(Required work)
• 1. In the interview below, where does the interviewee get the images for the blog?
• 2. Decide whether each statement agrees with the interview below, answering yes or no and quoting the words of the interview that settle it. (a) The interviewee chose the artists for the magazines that published the interviewee's work. (b) The interviewee read "Heart of Darkness" on a transatlantic flight. (c) Patience comes naturally to the interviewee.

(Passage provided)

◆ ◆ ◆ ◆ ◆ ◆ ◆

5. With short stories, magazine articles, and novels, the use of an illustrator is typically minimal to create a great cover or add a few graphics to help with the story. Have you found trouble hiring an illustrator or graphic designer when so many work exclusively for agencies?

I haven’t really worked with enough illustrators one-on-one to answer this well. The magazines I’ve been published in have all contracted their own artists. I had nothing to do with it. For the blog, I use entirely public domain science fiction and fantasy images, mostly from Pixabay. I did hire a friend to do some concept artwork for my novel back when I was first writing it. I never ended up using it for much. It’s still hanging on my wall though. Sort of a memorial to the time and effort I put in. Ian, if you’re reading this, I promise when I get it published your stuff will be in there.

6. With so many digital readers, the end of print is always a hot-button issue. Do you think traditional print books or magazines will ever fade away, or will there simply be more options to choose from?

This is a question that people have been asking for years now. I think there’s room for both. I have a kindle app on my phone that I use to download public domain classics. Being able to read “Heart of Darkness” for free helped me pass the time on a transatlantic flight recently. Digital publishing certainly has it’s place, but it’s not going to replace print for me anytime soon. A lot of us stare at screens for a good portion of the day, be it at work or at home. Reading print books is a relaxing, sedentary pastime that lets me take my eyes away from the blue-light glow. My tiny apartment is full of bookshelves groaning under the weight of my library, and that’s just the way I like it. I can admit it’s an affectation in this digital age, but it’s one I’ll never stop enjoying and I think a lot of people out there feel the same.

7. As authors, we continually grow and develop our writing craft, whether in word, form, or style. How has your writing transformed from where you started to today?

This is an interesting one for me. I’d just finished university when I started writing seriously, so one of my biggest challenges was my own verbosity, writing stuff like I would if I were doing an academic paper. It was a big problem that I’ve (mostly) overcome. In general, I’ve had to work on being patient. It doesn’t come naturally to me, and getting anything published is almost always a long, slow process. I’d like to think that my work has become more refined as a result. I think about what I’m writing more, and go through a few more phases of editing and rewrites with every
rejection. 

8. If you could pick only one thing from one of your published short stories that might come true…what would it be and how would the world be different from it?

It’s a pretty generic answer, but space travel. Other planets in our solar system, faster than light, whatever. As a science fiction author, any significant progress in this field that might see human beings living on other planets within my lifetime would be a dream come true. As for what that might mean for the world at large, I’m not chasing some vision of utopia. I think humans generally make a lot of catastrophic mistakes. It just might mean that a mistake that kills this planet might not kill all of us. Optimistic pessimism.

◆ ◆ ◆ ◆ ◆ ◆ ◆

(Listed records)
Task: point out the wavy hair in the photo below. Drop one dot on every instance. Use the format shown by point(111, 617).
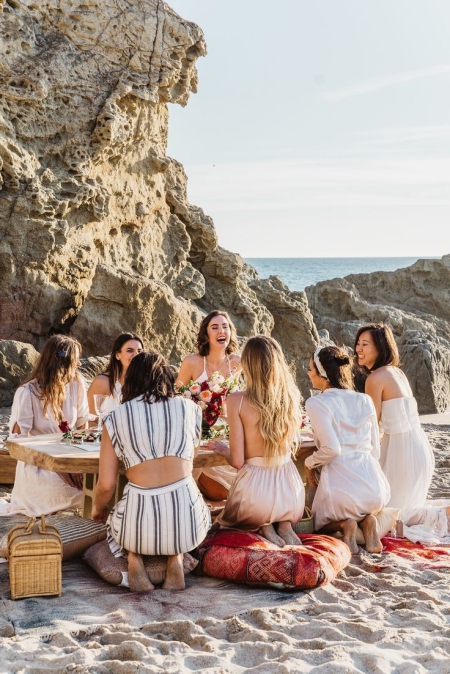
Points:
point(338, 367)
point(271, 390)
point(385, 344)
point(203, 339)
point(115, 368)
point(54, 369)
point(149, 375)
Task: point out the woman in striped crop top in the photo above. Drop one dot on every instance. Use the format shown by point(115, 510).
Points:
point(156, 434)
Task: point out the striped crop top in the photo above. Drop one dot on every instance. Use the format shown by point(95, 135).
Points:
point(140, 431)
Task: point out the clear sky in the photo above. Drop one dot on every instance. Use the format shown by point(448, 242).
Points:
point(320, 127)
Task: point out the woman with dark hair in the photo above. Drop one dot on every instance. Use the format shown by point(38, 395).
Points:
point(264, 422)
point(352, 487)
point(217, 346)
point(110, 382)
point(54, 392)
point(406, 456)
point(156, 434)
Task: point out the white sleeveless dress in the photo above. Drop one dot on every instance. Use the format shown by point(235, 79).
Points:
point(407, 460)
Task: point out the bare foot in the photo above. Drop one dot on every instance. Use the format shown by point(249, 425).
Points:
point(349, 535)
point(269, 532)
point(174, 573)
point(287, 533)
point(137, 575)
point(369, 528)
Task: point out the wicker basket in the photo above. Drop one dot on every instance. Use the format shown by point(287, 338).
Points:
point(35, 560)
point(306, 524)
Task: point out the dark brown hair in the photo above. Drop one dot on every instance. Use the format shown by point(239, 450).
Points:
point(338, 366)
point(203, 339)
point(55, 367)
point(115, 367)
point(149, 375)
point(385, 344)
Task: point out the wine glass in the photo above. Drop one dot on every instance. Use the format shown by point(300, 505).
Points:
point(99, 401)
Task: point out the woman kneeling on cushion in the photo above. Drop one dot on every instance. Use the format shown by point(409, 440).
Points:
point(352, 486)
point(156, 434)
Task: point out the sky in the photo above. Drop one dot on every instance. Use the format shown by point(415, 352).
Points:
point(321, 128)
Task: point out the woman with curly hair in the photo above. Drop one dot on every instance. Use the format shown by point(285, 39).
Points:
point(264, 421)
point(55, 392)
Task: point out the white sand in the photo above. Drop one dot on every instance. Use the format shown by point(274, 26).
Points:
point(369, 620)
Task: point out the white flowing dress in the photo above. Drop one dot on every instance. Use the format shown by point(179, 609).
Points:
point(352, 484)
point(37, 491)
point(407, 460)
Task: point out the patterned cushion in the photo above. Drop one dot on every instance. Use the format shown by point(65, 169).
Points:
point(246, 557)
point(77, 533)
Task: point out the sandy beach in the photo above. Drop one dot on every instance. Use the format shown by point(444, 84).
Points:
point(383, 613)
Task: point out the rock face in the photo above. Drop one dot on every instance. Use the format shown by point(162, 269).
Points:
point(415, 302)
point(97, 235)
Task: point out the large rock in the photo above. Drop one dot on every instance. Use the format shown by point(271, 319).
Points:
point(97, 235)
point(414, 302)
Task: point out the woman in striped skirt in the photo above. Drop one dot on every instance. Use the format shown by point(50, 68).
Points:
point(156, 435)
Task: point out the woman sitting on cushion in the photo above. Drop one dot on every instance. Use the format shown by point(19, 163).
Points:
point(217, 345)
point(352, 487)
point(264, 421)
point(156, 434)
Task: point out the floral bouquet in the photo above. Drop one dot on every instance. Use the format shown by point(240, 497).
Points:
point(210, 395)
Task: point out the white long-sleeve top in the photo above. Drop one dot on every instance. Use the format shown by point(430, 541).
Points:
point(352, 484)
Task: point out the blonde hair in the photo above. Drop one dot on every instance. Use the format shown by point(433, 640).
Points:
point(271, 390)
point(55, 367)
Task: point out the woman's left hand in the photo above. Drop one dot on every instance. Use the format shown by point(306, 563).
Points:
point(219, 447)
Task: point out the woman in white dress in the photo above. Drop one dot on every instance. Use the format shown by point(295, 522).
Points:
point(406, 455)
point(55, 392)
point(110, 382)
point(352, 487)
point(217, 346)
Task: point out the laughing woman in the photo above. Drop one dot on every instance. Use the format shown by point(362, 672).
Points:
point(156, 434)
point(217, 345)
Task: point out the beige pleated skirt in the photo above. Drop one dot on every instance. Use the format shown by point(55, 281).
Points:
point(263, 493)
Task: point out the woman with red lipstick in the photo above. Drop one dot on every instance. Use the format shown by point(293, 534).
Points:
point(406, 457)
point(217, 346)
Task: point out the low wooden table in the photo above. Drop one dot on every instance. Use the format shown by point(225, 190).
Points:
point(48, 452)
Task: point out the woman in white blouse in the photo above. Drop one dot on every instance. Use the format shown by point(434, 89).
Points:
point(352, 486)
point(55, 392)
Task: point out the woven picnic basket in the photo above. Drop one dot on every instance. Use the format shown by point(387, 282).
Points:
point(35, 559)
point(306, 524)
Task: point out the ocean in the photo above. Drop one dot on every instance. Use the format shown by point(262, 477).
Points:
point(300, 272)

◆ ◆ ◆ ◆ ◆ ◆ ◆

(Responses to the exercise)
• 1. The blog uses public domain science fiction and fantasy images, mostly from Pixabay.

• 2.
(a) No: "The magazines I’ve been published in have all contracted their own artists. I had nothing to do with it."
(b) Yes: "Being able to read “Heart of Darkness” for free helped me pass the time on a transatlantic flight recently."
(c) No: "It doesn’t come naturally to me"